In the listing that follows, locate the line containing "[trace] white lane line" and the line containing "Trace the outline of the white lane line.". Retype exactly those two lines and every line between them, and nothing more.
──────────────────────────────
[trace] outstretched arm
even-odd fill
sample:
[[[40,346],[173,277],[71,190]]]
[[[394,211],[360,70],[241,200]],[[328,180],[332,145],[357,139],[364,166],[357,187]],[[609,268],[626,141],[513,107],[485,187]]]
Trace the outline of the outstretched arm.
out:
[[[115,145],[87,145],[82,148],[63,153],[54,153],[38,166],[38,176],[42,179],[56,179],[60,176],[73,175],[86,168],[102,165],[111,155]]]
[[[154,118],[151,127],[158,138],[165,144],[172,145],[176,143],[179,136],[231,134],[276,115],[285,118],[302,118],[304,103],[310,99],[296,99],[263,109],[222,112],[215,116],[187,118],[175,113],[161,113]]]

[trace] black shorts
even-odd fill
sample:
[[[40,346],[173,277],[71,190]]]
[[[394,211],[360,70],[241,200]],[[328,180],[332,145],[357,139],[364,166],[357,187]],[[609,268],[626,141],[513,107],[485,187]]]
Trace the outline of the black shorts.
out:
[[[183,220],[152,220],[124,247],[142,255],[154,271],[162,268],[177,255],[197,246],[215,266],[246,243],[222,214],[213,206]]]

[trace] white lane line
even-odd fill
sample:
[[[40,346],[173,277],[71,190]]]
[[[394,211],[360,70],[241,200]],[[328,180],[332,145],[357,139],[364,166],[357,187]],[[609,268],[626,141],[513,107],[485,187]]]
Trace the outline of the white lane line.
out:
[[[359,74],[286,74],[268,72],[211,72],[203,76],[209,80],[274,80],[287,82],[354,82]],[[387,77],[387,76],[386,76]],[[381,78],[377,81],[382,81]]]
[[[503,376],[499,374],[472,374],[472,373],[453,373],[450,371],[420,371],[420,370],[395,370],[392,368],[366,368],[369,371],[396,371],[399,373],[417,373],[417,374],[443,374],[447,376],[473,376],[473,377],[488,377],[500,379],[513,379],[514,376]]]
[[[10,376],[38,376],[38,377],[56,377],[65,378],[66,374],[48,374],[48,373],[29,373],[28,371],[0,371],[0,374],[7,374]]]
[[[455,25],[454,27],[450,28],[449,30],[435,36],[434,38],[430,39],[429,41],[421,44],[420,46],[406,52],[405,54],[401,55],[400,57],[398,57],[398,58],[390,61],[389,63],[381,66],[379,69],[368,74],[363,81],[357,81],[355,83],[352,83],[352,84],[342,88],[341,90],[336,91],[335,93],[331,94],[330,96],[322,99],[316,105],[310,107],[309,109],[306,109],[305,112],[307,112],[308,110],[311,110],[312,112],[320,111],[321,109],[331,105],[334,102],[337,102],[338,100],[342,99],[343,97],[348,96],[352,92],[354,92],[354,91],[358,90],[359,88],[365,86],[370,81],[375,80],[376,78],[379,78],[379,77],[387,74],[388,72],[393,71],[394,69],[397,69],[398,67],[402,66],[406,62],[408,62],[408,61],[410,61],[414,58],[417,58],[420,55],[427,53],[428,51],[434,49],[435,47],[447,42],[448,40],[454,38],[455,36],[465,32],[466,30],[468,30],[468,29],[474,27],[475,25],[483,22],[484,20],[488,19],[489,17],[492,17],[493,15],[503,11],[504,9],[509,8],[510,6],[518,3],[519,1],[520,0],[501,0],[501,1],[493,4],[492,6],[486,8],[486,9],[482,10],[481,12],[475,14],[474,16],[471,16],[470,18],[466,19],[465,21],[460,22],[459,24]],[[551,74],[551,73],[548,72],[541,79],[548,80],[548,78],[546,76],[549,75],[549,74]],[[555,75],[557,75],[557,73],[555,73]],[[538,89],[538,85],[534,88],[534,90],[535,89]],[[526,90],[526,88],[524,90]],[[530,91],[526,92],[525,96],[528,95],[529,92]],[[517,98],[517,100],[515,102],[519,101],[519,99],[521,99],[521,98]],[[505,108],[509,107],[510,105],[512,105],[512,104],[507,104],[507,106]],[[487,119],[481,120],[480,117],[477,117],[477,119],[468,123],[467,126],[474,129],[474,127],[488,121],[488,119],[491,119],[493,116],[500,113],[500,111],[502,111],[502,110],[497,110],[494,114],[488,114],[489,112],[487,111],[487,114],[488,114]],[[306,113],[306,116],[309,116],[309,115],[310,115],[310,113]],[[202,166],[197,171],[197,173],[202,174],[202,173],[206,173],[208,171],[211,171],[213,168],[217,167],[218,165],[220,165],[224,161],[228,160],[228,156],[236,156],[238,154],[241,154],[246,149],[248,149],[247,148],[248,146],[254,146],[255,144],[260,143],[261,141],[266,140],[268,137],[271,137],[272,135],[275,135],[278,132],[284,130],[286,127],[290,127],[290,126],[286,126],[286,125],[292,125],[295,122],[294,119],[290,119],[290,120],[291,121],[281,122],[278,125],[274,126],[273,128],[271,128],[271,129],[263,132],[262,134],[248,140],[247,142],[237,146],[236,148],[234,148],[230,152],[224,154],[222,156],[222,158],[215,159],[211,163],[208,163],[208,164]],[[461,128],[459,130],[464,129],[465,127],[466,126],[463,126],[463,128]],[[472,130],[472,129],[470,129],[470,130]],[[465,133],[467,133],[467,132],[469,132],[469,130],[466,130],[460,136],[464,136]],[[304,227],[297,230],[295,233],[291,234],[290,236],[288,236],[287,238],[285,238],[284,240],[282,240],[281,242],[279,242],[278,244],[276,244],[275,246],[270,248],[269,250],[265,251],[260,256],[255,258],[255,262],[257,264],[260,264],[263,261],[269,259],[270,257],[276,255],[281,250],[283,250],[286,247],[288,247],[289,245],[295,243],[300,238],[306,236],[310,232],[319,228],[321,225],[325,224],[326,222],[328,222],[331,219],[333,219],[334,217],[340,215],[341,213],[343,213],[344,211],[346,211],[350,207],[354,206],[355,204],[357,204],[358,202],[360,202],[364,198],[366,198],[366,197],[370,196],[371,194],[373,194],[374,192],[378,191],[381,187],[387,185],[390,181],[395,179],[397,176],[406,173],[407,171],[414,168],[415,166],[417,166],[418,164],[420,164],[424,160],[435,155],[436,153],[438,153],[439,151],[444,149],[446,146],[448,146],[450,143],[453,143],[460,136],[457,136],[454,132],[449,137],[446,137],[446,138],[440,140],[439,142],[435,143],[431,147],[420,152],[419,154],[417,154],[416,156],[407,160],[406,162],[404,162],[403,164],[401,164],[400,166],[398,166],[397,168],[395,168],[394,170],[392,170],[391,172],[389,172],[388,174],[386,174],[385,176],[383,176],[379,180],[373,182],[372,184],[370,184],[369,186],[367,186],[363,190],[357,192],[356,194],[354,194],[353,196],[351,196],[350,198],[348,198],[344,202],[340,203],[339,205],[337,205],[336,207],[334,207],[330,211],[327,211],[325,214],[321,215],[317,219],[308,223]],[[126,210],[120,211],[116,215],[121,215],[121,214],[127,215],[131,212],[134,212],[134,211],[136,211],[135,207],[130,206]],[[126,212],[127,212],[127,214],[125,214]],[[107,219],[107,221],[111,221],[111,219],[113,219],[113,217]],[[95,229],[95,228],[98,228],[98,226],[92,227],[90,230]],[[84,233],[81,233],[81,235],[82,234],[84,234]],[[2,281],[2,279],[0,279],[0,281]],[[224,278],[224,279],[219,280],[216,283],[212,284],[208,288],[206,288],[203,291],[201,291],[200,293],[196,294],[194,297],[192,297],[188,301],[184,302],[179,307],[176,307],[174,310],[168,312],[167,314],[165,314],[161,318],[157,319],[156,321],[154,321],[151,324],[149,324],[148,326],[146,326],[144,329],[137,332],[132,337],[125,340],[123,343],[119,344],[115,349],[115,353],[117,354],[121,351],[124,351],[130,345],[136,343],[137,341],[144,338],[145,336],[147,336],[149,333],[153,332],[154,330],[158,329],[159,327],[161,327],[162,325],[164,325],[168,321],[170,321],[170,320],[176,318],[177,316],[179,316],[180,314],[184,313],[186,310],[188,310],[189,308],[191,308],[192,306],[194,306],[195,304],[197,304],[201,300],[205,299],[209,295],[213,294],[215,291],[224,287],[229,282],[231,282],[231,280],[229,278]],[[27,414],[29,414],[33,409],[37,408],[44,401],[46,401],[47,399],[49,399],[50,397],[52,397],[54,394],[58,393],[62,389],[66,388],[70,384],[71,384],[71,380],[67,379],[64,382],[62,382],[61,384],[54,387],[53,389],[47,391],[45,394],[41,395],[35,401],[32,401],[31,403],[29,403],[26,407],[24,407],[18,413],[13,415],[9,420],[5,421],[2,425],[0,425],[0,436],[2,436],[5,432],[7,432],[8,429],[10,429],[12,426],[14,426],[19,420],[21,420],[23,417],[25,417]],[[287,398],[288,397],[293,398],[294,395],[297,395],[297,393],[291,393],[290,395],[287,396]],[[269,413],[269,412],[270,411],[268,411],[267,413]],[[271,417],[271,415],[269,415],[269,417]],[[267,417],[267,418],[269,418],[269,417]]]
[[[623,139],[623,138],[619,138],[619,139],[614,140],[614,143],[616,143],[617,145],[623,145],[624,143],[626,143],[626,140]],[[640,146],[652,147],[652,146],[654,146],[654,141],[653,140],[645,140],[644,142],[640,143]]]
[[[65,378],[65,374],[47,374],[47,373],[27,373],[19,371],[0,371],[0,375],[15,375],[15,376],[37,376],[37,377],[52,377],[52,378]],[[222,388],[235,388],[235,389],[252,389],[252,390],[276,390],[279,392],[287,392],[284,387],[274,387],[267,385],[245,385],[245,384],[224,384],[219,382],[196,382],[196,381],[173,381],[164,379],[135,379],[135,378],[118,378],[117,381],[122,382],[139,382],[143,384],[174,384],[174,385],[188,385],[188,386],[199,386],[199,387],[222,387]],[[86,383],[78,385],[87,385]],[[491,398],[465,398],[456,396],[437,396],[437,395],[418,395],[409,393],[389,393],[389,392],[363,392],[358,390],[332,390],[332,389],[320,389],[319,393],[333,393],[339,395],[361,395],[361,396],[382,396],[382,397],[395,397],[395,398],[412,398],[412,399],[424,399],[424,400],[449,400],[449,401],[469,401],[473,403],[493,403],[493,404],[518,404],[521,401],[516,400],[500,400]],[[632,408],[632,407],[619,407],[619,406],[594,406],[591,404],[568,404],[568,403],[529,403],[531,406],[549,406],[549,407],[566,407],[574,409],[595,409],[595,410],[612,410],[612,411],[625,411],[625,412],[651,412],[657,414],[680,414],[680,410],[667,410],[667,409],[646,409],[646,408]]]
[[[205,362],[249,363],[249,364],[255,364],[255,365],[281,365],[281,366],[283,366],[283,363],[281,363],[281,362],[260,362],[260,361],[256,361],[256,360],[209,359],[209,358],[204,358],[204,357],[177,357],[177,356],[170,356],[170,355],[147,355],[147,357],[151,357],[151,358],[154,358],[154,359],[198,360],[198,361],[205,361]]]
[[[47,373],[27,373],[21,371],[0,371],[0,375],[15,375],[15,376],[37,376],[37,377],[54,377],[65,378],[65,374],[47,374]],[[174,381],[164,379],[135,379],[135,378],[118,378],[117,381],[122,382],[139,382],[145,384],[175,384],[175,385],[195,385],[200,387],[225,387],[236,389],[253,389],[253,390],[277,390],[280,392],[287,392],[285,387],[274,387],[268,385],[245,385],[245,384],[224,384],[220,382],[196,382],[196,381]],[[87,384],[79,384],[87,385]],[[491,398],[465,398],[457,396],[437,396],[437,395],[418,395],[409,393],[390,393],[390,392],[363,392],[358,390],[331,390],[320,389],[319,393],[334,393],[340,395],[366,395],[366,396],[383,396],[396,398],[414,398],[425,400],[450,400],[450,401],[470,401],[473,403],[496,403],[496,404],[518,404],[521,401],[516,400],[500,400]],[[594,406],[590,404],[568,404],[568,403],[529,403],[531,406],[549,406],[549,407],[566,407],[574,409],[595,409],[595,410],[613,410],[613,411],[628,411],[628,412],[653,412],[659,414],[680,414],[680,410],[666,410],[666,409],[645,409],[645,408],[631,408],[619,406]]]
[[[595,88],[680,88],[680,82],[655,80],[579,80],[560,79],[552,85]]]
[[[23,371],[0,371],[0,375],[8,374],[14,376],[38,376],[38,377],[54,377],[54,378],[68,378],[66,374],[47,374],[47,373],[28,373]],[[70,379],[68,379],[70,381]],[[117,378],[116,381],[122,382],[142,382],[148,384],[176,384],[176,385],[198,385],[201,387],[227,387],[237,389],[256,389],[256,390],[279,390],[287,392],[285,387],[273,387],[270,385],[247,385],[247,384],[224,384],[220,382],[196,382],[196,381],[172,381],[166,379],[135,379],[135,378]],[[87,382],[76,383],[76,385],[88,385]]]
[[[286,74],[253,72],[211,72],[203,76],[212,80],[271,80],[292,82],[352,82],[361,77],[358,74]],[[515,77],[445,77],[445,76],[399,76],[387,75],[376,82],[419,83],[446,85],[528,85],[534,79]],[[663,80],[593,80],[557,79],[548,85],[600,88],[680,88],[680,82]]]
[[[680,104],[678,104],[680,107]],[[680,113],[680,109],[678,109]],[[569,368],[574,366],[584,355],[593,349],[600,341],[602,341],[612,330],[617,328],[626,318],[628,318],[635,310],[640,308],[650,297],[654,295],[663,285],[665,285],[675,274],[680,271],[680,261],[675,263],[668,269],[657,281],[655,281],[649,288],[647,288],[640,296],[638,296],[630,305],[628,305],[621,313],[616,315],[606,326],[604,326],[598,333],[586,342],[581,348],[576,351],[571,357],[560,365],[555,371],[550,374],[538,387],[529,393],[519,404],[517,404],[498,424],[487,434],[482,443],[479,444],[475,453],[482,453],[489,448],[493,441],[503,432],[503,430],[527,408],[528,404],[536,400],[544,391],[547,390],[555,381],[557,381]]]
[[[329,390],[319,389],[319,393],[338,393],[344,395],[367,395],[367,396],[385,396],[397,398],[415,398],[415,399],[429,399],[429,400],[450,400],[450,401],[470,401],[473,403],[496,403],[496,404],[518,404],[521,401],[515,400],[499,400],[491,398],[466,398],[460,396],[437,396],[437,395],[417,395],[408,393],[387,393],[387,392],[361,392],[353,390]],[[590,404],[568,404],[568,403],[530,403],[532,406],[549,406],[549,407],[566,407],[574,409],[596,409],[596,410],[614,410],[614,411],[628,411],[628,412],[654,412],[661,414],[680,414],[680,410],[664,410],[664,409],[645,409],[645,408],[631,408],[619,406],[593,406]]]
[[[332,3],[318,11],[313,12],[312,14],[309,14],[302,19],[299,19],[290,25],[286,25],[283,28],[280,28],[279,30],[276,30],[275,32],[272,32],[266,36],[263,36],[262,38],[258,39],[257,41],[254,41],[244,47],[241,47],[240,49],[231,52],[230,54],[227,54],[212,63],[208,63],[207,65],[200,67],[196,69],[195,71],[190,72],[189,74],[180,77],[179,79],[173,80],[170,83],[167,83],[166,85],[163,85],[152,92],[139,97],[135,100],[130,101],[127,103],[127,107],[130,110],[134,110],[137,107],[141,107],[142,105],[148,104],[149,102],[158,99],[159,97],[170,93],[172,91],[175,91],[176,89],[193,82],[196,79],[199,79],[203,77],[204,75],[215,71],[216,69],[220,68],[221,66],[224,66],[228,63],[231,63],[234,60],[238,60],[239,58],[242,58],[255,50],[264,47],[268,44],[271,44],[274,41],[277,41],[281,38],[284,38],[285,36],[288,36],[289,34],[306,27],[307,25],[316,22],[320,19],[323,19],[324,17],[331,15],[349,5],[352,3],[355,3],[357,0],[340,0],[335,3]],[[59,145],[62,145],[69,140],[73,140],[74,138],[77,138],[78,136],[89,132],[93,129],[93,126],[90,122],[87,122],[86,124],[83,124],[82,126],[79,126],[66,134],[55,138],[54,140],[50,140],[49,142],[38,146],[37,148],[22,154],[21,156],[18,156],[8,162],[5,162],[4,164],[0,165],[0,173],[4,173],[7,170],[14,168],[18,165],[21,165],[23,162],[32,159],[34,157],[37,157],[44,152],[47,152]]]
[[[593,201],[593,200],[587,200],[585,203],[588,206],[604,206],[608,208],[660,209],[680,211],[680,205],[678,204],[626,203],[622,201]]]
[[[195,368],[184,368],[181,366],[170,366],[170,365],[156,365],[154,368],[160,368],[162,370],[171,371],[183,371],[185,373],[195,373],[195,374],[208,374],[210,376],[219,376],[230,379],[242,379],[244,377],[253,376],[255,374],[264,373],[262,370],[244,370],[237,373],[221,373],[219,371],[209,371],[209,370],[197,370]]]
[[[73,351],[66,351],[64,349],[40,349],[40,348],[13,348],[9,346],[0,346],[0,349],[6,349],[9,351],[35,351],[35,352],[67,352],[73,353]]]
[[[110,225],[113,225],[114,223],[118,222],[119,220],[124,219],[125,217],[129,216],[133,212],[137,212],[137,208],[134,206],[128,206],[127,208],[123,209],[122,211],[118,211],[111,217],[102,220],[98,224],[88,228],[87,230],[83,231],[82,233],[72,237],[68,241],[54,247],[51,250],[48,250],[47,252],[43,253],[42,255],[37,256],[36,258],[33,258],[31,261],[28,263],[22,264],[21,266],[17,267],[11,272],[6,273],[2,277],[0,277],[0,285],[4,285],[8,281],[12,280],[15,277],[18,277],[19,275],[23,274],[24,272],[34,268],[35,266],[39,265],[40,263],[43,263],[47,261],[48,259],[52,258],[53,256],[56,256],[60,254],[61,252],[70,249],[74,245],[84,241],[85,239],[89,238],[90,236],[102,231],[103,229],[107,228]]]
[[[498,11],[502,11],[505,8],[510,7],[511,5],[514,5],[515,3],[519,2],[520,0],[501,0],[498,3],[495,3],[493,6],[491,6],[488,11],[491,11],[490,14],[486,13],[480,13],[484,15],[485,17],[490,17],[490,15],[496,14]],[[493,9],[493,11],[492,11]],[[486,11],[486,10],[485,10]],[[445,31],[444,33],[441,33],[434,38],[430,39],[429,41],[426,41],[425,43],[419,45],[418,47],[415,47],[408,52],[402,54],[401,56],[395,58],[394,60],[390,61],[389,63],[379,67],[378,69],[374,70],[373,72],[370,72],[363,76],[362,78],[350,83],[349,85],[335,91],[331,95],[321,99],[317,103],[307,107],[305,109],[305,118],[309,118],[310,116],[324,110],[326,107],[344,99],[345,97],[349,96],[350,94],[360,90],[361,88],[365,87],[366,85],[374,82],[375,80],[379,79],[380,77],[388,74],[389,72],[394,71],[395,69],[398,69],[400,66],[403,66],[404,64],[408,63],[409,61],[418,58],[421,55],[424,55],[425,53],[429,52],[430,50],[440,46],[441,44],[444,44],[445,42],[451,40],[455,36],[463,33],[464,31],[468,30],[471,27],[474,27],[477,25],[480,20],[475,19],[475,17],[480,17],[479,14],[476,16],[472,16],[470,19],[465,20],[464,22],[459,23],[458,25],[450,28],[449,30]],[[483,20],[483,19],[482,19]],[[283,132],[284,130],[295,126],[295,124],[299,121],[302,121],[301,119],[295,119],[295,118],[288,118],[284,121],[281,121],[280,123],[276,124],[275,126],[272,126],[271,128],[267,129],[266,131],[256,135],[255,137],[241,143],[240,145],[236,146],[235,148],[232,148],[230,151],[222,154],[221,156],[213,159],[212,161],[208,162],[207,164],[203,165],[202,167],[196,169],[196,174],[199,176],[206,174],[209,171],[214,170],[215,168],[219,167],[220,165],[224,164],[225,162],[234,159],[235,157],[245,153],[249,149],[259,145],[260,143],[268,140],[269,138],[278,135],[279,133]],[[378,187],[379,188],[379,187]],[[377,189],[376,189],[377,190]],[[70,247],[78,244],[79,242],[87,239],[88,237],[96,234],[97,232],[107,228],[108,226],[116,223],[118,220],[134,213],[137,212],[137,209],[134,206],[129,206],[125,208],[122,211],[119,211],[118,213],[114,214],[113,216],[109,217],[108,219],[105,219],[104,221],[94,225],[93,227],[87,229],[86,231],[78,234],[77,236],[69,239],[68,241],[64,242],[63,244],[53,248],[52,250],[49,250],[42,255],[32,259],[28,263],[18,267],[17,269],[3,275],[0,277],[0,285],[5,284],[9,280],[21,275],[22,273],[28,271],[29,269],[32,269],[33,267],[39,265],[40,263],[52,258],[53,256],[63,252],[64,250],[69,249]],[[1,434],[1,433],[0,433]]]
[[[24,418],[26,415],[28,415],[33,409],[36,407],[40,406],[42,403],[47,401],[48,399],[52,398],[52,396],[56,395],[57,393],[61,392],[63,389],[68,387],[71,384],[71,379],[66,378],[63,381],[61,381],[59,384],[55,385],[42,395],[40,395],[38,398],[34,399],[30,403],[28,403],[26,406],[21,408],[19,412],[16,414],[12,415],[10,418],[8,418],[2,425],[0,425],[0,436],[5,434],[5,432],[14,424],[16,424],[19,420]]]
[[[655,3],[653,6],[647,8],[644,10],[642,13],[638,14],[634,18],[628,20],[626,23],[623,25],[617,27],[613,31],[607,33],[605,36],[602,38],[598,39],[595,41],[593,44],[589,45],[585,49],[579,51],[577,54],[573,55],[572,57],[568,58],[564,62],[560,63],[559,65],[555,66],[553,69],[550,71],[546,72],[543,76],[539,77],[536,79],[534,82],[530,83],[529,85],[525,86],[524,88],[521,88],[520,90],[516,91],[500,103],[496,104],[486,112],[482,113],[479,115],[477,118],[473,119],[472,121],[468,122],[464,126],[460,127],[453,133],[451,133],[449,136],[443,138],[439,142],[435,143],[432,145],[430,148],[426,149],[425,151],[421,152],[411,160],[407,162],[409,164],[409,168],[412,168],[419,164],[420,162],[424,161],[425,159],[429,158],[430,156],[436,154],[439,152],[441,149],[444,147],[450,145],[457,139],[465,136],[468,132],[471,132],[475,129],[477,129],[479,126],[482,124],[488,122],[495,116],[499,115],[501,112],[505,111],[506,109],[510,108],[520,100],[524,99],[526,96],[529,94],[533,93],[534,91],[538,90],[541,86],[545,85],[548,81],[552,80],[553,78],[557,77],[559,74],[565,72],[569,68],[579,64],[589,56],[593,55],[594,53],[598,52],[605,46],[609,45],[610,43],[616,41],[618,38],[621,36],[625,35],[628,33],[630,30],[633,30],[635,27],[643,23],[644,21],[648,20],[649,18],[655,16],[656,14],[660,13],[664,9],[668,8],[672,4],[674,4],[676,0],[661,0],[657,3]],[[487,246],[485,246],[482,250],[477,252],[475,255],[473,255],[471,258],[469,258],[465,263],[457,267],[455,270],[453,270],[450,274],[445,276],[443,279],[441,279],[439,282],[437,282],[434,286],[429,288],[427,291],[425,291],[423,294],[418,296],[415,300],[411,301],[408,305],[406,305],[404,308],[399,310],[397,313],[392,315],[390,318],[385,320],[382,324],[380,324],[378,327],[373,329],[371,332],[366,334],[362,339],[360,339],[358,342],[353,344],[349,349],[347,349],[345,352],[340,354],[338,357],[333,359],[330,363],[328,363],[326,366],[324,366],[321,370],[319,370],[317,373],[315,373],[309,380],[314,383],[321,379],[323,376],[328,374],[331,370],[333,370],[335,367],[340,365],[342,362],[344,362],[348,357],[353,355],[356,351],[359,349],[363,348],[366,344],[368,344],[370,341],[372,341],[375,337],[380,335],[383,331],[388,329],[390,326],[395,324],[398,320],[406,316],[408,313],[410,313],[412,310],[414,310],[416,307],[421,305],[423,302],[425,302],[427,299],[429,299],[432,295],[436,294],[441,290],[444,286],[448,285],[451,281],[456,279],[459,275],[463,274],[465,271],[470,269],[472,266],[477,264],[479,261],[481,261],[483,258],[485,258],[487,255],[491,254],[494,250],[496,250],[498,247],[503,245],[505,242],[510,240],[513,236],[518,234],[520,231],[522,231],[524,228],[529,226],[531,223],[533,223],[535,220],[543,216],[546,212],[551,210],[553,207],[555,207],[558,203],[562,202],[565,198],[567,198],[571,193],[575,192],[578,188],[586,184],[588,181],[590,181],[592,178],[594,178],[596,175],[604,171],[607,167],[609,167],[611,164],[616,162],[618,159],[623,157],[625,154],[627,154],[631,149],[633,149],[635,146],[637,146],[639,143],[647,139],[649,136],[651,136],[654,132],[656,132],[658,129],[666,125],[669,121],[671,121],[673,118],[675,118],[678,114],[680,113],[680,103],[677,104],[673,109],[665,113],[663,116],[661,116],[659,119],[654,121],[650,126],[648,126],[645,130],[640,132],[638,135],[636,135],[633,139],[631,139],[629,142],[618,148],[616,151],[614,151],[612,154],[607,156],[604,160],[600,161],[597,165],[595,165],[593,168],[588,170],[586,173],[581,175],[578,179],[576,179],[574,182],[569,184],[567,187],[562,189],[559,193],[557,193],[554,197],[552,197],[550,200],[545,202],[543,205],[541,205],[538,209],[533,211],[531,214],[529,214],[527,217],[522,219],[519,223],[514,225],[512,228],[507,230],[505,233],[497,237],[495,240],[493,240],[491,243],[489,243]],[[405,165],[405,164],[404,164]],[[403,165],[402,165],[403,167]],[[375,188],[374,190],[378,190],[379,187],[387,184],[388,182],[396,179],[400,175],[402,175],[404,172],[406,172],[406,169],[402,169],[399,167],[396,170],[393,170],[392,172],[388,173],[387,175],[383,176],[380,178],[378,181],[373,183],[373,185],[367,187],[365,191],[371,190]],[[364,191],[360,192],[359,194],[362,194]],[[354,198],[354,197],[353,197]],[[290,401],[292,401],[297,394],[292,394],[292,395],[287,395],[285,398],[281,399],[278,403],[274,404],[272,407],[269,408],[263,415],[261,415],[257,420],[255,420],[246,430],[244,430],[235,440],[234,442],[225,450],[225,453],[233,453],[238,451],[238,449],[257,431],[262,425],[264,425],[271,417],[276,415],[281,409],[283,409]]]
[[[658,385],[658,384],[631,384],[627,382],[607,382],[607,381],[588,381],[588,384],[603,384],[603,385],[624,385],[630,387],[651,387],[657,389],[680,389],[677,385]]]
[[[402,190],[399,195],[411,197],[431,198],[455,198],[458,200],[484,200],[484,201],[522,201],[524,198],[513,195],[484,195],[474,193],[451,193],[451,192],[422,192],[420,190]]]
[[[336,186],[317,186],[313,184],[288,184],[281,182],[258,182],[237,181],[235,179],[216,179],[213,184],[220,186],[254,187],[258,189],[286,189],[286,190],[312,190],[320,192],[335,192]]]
──────────────────────────────
Reply to the task:
[trace] white lane line
even-odd fill
sample:
[[[40,346],[173,277],[71,190]]]
[[[394,211],[360,70],[241,200]],[[328,180],[332,145],[357,139],[364,166],[357,187]],[[609,268],[626,141],[513,107],[485,187]]]
Trace the outline of the white lane line.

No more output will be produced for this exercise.